■ EXERCISE REQUIREMENTS: Copy the items verbatim, starting with the very first line and going on through the line with "positive clicks: (33, 415)".

■ DATA FOR THIS EXERCISE:

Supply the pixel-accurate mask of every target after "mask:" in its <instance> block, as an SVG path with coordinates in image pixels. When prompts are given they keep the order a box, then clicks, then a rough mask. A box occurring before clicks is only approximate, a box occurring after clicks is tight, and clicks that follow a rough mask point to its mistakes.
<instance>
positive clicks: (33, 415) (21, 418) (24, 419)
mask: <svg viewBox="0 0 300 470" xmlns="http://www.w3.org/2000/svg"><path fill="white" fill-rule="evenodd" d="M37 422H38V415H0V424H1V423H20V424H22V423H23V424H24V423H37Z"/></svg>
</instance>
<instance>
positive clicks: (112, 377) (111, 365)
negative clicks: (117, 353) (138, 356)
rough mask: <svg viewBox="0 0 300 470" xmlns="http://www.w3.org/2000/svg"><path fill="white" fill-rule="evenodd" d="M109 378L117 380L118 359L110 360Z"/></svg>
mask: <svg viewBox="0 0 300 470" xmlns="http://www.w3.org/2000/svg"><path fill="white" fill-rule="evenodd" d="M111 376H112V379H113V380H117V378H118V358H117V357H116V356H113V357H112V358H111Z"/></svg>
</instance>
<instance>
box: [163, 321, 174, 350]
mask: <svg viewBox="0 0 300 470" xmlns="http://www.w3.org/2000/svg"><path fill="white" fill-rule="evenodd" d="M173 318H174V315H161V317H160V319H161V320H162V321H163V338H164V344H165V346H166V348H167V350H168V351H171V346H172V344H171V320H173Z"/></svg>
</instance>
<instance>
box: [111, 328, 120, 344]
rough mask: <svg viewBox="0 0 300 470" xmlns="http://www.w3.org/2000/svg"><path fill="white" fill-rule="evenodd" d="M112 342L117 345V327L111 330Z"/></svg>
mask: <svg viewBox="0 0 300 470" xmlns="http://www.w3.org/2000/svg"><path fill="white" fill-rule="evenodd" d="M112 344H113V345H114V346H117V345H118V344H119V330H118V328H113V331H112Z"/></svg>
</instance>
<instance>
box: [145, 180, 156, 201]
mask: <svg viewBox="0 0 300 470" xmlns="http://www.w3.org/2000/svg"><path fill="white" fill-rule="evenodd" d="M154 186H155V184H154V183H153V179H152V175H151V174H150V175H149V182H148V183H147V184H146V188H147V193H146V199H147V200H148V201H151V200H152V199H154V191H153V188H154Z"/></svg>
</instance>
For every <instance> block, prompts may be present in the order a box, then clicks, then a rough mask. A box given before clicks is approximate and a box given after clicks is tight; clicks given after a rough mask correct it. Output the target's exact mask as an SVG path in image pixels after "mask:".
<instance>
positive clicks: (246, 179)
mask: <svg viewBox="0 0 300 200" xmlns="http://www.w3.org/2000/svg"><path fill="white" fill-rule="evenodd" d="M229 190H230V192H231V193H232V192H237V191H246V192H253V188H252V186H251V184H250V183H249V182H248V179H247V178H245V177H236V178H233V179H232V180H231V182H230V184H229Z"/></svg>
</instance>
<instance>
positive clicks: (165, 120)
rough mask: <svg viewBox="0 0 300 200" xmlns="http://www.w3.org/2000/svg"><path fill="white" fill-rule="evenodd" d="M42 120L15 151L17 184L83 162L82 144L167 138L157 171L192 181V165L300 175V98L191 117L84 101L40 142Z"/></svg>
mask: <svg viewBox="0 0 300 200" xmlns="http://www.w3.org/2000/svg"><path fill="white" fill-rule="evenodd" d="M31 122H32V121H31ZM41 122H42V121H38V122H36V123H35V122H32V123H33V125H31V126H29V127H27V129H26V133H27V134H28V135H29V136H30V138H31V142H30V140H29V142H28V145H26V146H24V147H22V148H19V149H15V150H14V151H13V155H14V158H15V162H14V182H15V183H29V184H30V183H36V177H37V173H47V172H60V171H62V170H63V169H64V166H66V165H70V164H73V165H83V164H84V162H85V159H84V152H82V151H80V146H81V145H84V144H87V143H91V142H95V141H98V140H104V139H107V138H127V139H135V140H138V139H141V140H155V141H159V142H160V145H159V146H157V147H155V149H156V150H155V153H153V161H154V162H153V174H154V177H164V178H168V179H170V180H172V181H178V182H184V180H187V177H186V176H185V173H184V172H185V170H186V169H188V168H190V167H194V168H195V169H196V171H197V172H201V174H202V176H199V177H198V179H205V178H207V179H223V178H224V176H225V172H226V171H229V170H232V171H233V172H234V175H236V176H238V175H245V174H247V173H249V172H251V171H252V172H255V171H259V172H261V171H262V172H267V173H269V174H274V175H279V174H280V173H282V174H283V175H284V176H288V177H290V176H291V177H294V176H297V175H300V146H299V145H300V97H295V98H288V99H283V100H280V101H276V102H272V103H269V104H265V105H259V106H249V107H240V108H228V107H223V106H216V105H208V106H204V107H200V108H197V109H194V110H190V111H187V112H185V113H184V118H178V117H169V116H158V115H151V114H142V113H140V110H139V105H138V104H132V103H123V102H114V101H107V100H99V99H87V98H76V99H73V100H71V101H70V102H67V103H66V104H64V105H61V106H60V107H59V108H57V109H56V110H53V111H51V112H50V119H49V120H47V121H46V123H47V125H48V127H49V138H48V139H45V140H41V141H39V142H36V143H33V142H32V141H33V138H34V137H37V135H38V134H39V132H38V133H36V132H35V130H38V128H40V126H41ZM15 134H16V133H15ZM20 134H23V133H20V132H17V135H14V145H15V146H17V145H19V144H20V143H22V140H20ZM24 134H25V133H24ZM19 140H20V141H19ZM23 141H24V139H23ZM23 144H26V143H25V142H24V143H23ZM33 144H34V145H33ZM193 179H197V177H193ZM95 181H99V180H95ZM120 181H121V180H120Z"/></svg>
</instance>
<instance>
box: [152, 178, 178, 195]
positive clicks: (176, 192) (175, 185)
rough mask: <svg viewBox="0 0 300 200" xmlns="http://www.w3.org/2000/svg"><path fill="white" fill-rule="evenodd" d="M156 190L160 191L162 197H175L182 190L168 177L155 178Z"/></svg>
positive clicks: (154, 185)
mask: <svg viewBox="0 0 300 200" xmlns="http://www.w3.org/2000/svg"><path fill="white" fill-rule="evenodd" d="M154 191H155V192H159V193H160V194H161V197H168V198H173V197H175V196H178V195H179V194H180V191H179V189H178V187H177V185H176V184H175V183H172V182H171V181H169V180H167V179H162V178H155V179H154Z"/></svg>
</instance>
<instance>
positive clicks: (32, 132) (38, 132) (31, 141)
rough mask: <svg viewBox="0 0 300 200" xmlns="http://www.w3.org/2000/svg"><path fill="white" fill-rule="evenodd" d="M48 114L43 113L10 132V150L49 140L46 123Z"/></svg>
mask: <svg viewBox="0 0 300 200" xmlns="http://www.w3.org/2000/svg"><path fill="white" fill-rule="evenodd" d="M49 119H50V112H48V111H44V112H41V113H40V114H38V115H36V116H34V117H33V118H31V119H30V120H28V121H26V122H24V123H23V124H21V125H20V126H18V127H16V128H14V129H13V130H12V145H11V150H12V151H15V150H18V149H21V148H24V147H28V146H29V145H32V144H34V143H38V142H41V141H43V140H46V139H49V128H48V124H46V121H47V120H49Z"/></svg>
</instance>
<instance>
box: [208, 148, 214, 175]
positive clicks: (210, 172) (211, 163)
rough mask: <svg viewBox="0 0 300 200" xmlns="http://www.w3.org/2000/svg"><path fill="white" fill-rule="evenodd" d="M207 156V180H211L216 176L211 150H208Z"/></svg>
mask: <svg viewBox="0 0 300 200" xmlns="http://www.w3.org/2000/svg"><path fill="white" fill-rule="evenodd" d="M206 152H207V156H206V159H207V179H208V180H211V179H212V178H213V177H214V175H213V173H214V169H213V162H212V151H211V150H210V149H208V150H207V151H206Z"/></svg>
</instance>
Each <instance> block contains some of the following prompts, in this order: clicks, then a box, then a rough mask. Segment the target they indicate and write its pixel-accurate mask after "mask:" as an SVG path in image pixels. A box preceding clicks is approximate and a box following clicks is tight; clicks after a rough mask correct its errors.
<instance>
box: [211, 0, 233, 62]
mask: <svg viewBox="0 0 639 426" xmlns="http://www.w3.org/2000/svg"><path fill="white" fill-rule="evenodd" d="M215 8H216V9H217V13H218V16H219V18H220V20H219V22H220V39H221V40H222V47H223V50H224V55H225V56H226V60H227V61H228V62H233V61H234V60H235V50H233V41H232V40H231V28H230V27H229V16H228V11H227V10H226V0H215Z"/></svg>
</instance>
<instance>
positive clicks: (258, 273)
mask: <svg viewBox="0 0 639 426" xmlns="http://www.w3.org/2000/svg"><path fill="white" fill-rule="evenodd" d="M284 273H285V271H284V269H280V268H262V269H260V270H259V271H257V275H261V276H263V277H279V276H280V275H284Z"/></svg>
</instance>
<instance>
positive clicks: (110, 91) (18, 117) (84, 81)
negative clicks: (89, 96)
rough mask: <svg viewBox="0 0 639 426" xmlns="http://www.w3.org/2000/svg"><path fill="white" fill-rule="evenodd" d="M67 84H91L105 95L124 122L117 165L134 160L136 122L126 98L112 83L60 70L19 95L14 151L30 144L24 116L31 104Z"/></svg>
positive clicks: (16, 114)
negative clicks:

■ RESPONSE BELOW:
Supply the pixel-accurate mask of every target after "mask:" in its <instance> block, as an SVG path with coordinates in image pixels. When prompts are given they keep the order a box, then clicks, then a rough mask. A box occurring before clicks is only approximate, a box occurring after clicks is tight, and clicks that follow a rough mask point to its mistakes.
<instance>
positive clicks: (33, 415) (21, 418) (24, 419)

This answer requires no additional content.